##### Record set #####

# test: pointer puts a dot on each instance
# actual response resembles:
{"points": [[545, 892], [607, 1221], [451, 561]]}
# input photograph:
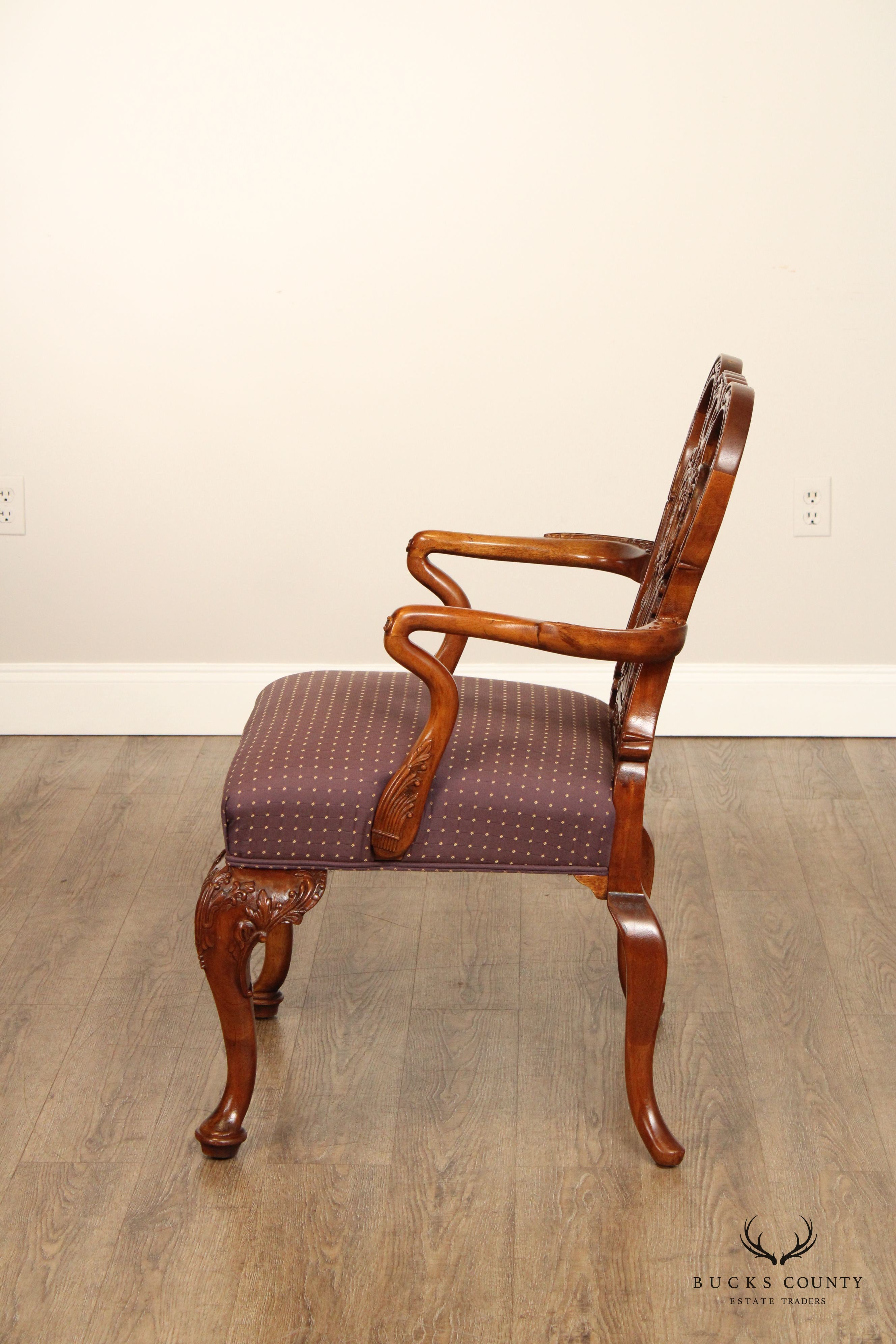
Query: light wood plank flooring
{"points": [[440, 1144]]}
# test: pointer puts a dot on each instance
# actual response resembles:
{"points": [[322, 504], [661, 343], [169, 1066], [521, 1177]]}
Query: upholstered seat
{"points": [[457, 775], [526, 783]]}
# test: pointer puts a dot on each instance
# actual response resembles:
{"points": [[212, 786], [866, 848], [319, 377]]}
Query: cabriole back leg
{"points": [[237, 909], [644, 956]]}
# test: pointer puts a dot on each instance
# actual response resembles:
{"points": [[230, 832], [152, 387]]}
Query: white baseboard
{"points": [[704, 699]]}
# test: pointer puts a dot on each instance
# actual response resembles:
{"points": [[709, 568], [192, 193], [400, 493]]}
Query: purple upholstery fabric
{"points": [[526, 781]]}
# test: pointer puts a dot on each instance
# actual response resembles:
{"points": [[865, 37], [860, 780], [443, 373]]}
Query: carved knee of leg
{"points": [[237, 908]]}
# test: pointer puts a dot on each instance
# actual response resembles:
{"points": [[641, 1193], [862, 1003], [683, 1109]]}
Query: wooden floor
{"points": [[440, 1144]]}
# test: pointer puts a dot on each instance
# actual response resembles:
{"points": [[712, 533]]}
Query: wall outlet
{"points": [[12, 506], [812, 506]]}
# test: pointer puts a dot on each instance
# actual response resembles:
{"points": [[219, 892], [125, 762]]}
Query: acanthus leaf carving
{"points": [[260, 909]]}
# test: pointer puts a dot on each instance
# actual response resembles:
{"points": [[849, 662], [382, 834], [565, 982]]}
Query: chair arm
{"points": [[403, 800], [614, 554], [577, 550], [655, 643]]}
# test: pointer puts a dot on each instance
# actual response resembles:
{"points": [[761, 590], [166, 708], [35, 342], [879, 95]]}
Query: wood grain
{"points": [[875, 764], [33, 1045], [805, 1077], [813, 768], [60, 1228], [452, 1191], [421, 1169], [58, 961], [852, 885], [469, 952], [152, 765], [41, 815]]}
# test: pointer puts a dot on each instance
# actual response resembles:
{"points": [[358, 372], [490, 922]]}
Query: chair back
{"points": [[688, 530]]}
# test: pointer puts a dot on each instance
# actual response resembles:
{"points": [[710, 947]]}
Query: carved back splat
{"points": [[688, 529]]}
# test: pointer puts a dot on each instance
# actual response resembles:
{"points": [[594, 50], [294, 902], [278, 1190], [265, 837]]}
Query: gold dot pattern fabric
{"points": [[526, 780]]}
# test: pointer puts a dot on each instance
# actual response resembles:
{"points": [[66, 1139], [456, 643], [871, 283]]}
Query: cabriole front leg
{"points": [[279, 953], [643, 968], [237, 909]]}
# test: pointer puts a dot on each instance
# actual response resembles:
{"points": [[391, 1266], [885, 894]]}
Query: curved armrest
{"points": [[576, 550], [403, 800]]}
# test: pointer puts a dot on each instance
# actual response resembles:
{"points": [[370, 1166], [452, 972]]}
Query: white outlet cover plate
{"points": [[812, 506], [12, 506]]}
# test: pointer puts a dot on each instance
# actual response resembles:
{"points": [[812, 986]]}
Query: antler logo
{"points": [[761, 1253], [755, 1248], [801, 1248]]}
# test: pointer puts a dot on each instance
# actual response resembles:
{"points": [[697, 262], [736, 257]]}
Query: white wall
{"points": [[287, 281]]}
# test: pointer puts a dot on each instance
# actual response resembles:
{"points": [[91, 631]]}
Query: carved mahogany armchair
{"points": [[488, 775]]}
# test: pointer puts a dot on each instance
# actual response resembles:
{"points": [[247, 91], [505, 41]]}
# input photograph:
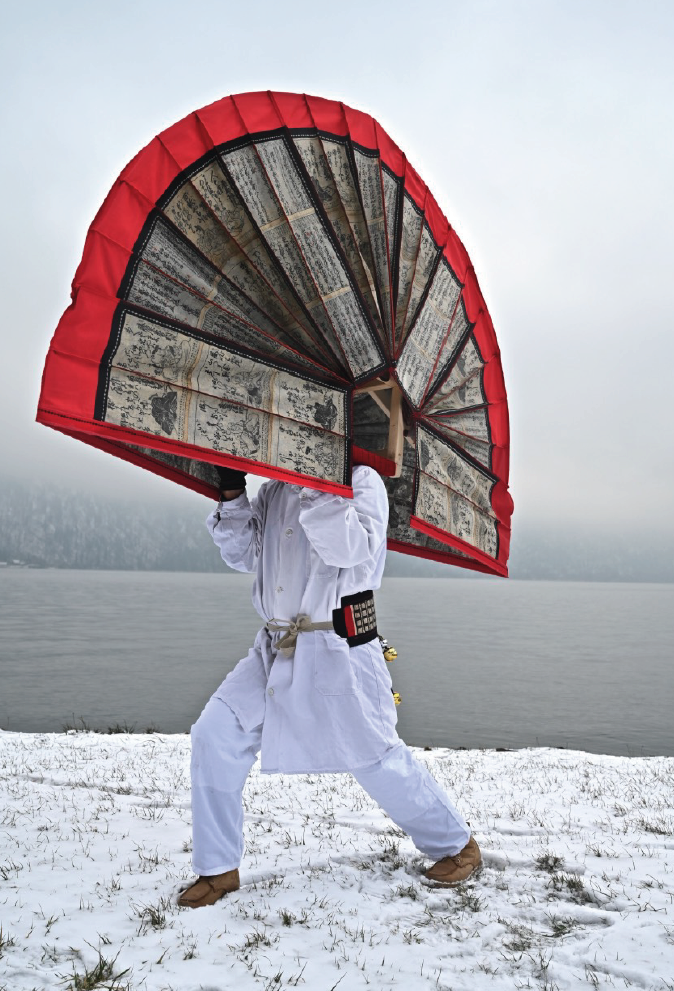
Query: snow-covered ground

#####

Problem details
Exclude every picture and copy the remaining data exactly.

Output of the exercise
# test: pointer puts a dot on each instance
# actual response resembles:
{"points": [[545, 892], [607, 1221], [451, 561]]}
# input photograph:
Query: light wood plank flooring
{"points": [[440, 1144]]}
# test: pointer puts a dot on each instance
# actual response resembles:
{"points": [[322, 504], [661, 343], [169, 1066], [521, 1177]]}
Query: upholstered seat
{"points": [[457, 775], [526, 783]]}
# test: pointer puts a dot on each instance
# actual response resembles:
{"points": [[212, 786], [866, 848], [319, 377]]}
Query: cabriole back leg
{"points": [[237, 909], [644, 956]]}
# test: pointer puts a dot on each instance
# actual response resembles:
{"points": [[230, 832], [152, 387]]}
Query: white baseboard
{"points": [[704, 699]]}
# test: pointer puts a dot on each instance
# actual response resembles:
{"points": [[709, 568], [192, 193], [400, 493]]}
Query: purple upholstery fabric
{"points": [[526, 781]]}
# test: pointer puts a dot on each instance
# actual response resembles:
{"points": [[865, 37], [860, 780], [443, 373]]}
Query: carved knee of leg
{"points": [[237, 908]]}
# test: pointer puts a dot on each instance
# actual response resembles:
{"points": [[641, 1193], [862, 1003], [683, 1109]]}
Query: wooden floor
{"points": [[440, 1144]]}
# test: pointer puts a dot on each instance
# actual response resembles:
{"points": [[712, 533]]}
Query: wall outlet
{"points": [[12, 506], [812, 506]]}
# test: pointer puts a dot on each instance
# actual response resembles:
{"points": [[219, 892], [125, 762]]}
Query: acanthus leaf carving
{"points": [[260, 909]]}
# test: pointer puts a dot on each instance
# actual response resembles:
{"points": [[849, 662], [382, 834], [565, 982]]}
Query: chair arm
{"points": [[403, 800], [614, 554], [577, 550], [655, 643]]}
# test: pointer puts a dot on each instance
# actual response resembles:
{"points": [[761, 590], [166, 708], [35, 342], [879, 95]]}
Query: wood grain
{"points": [[875, 764], [33, 1045], [805, 1077], [813, 768], [60, 1228], [452, 1191], [421, 1169], [58, 961], [852, 885], [469, 952], [152, 765], [41, 815]]}
# test: pointer puts a dot on each instance
# actual response resembles:
{"points": [[358, 372], [490, 922]]}
Query: chair back
{"points": [[688, 530]]}
# test: pointer puts a dot on each instance
# actual response resembles:
{"points": [[710, 947]]}
Query: carved back splat
{"points": [[688, 529]]}
# test: pointer puts a dot on each instance
# actual response resembles:
{"points": [[594, 50], [294, 902], [278, 1190], [265, 837]]}
Query: gold dot pattern fabric
{"points": [[526, 780]]}
# test: pointer puts a dot on each instance
# actual response resembles:
{"points": [[66, 1139], [456, 643], [871, 283]]}
Query: cabriole front leg
{"points": [[279, 953], [643, 968], [237, 909]]}
# test: pointer puts a dot on each instance
# actual response resembles:
{"points": [[391, 1266], [885, 894]]}
Query: curved armrest
{"points": [[576, 550], [403, 800]]}
# test: pointer puts a dot on each instance
# actual response resembles:
{"points": [[370, 1166], [452, 972]]}
Query: white outlet cover plate
{"points": [[812, 506], [12, 506]]}
# test: pointer puts a dot on each instance
# actual response resembles:
{"points": [[812, 986]]}
Query: antler logo
{"points": [[761, 1253], [755, 1248], [801, 1248]]}
# test: pointer puts a dot on each instance
# actual response resembles:
{"points": [[697, 262], [736, 257]]}
Query: white wall
{"points": [[287, 281]]}
# test: pointer puts a dot on each instance
# actual response resembles:
{"points": [[91, 631]]}
Query: carved mahogany armchair
{"points": [[488, 775]]}
# test: pointer puts a dot on each instance
# actual response resembles:
{"points": [[247, 91], [505, 41]]}
# input photograph:
Query: snow-covered ground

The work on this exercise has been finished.